▶ **QUOTED PASSAGE**:
In the late Spring not so very long ago, Yang-pat Au a 17-year-old from San Jose, California received a thin letter in the mail that every high school senior dreads. It was a rejection from his college of choice, the University of California at Berkeley. That someone with Au's record — first in his class, straight As, 98th percentile SAT scores, Junior Achievement, two varsity letters, a seat on the Student Council, and numerous awards and scholarships — should be rejected suggests that Berkeley's admissions standards must be very high indeed.
And so they are. But high standards alone do not explain Au's rejection, because many hundreds of such students with less impressive credentials were admitted that same year.1
Every year hundreds of students are admitted to every University of California undergraduate campus and professional school, whose qualifications fall well short of those of many other hundreds of students who are not so lucky. Academic credentials are not the only, or even most important, standard of admission.
Similarly puzzling things happen outside the academic world. Take, for instance, the experience of Randy Perch. Perch, who owns a construction firm in Colorado Springs, submitted the low bid on a project to build the guardrails for a federal highway. But he was not awarded the contract.
Why not? Because unlike most clients of contractors, the U.S. Department of Transportation does not consider a competitive bid to be the prime consideration for awarding jobs.
Or consider Danny O'Connor. A member of the Memphis Police department since 1975, O'Connor put his name in for promotion to sergeant in 1988. Out of over 200 aspirants, only the top 75 would be promoted that year. O'Connor's rank, based on his combined score from a written exam, an interview, seniority and career performance, was 56, yet he was not promoted.

▶ **STATED EXERCISE A**: In the passage on passed-over candidates, what city is Randy Perch's construction firm in?
▶ **STATED EXERCISE B**: In the passage on passed-over candidates, rewrite everything from "Similarly puzzling things" down to "for awarding jobs.", replacing "guardrails" with "bridges".

▶ **INFORMATION SUPPLIED**:
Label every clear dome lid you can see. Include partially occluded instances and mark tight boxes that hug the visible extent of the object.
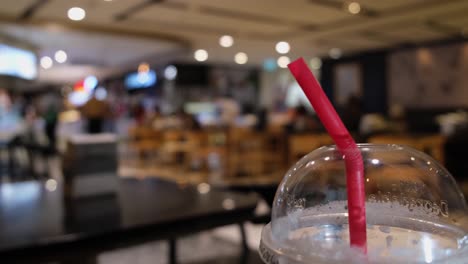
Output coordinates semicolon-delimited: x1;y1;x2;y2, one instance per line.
260;144;468;263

▶ **TASK SOLUTION A**: Colorado Springs

▶ **TASK SOLUTION B**:
Similarly puzzling things happen outside the academic world. Take, for instance, the experience of Randy Perch. Perch, who owns a construction firm in Colorado Springs, submitted the low bid on a project to build the bridges for a federal highway. But he was not awarded the contract.
Why not? Because unlike most clients of contractors, the U.S. Department of Transportation does not consider a competitive bid to be the prime consideration for awarding jobs.